⟨
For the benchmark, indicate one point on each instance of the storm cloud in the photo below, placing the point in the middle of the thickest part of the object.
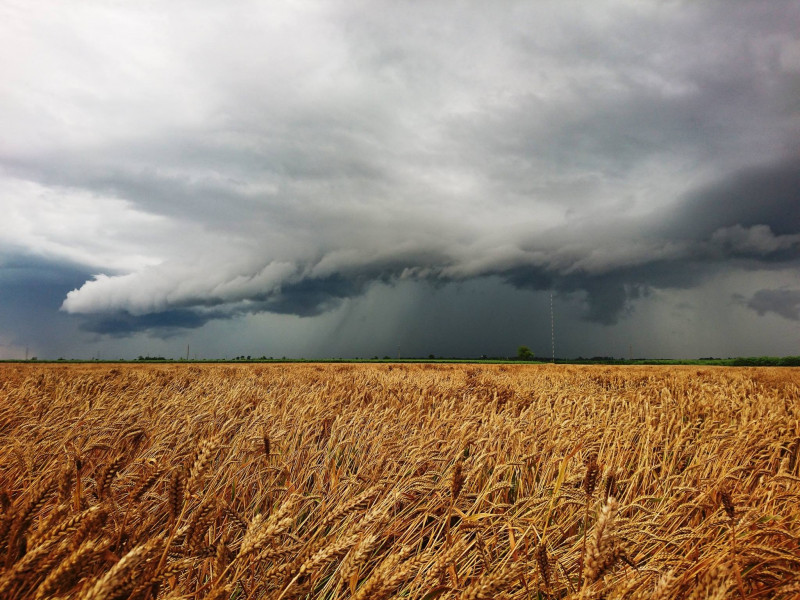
(206, 162)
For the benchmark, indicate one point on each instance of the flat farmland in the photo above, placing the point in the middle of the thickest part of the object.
(380, 481)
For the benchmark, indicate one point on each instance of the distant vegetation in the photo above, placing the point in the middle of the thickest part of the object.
(524, 354)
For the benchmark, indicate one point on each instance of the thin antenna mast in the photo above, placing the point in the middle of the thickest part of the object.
(552, 328)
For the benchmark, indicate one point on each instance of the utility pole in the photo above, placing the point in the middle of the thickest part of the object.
(552, 328)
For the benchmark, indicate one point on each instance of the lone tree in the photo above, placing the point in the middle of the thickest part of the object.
(524, 353)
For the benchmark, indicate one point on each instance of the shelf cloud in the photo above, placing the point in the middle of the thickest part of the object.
(206, 162)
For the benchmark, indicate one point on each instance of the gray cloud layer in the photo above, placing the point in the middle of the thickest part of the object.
(210, 161)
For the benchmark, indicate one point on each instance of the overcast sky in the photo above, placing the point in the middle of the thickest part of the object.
(381, 178)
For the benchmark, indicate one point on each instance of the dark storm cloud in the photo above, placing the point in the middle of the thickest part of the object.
(31, 290)
(289, 158)
(166, 324)
(785, 303)
(765, 195)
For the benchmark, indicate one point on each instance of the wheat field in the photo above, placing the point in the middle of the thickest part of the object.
(337, 481)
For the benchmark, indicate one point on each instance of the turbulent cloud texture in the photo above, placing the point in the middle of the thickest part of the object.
(208, 161)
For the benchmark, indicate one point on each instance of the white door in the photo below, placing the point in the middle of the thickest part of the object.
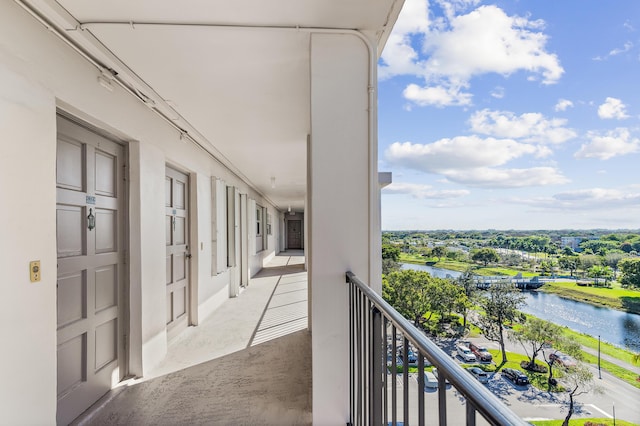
(90, 286)
(177, 245)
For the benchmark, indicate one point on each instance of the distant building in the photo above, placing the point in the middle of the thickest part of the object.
(573, 242)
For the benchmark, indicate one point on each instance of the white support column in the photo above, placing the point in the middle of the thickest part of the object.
(339, 206)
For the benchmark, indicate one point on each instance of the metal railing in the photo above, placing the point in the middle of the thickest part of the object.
(375, 397)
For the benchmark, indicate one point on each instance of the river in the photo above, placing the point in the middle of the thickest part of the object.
(615, 327)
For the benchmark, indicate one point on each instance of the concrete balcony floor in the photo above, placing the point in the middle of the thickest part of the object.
(248, 363)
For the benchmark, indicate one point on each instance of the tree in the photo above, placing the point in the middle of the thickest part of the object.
(589, 260)
(500, 307)
(565, 343)
(390, 252)
(485, 255)
(578, 380)
(405, 290)
(630, 269)
(570, 263)
(390, 258)
(470, 289)
(612, 259)
(442, 296)
(534, 335)
(598, 272)
(439, 252)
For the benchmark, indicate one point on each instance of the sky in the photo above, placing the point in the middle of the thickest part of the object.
(515, 114)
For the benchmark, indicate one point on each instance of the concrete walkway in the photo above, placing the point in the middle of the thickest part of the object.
(618, 362)
(249, 363)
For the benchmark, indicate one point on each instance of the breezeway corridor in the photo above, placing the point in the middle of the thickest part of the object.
(247, 363)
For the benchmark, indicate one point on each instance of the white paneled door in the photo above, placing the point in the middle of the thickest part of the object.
(177, 244)
(90, 294)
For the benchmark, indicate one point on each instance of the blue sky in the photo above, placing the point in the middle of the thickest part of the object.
(511, 115)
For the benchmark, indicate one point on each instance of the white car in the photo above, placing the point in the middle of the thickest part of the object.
(430, 380)
(465, 353)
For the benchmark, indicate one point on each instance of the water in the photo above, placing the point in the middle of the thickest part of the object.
(435, 272)
(615, 327)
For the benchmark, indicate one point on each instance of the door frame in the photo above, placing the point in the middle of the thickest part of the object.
(124, 241)
(189, 233)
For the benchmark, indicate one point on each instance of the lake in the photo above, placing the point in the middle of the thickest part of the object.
(615, 327)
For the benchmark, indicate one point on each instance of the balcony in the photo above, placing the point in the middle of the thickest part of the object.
(250, 363)
(377, 397)
(247, 363)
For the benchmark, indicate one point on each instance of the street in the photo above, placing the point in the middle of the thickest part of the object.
(528, 402)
⟩
Prompt:
Starting at the line that contains "of the door" and ending at the last line of the listing, reproduce every line in full, changing only the coordinates. Scale each coordinate by 2.6 and round it to a whole number, with halves rounded up.

Solved problem:
For the benchmark, indicate one point on each instance of the door frame in the photo above, placing the point in the middle of the thickest part of the object.
(322, 627)
(491, 606)
For the benchmark, indicate one point on each instance of the lake in the photo above, placing the point in the middle of the thickest part of the object.
(1599, 850)
For the benchmark, indicate one point on each instance of the balcony in the photo above, placing the point in the middle of the thickest part of the object.
(650, 944)
(980, 1032)
(642, 944)
For the benchmark, indicate one point on each instance of the street in the photo above, placing the point in the middle of the thickest part of the object.
(1373, 1045)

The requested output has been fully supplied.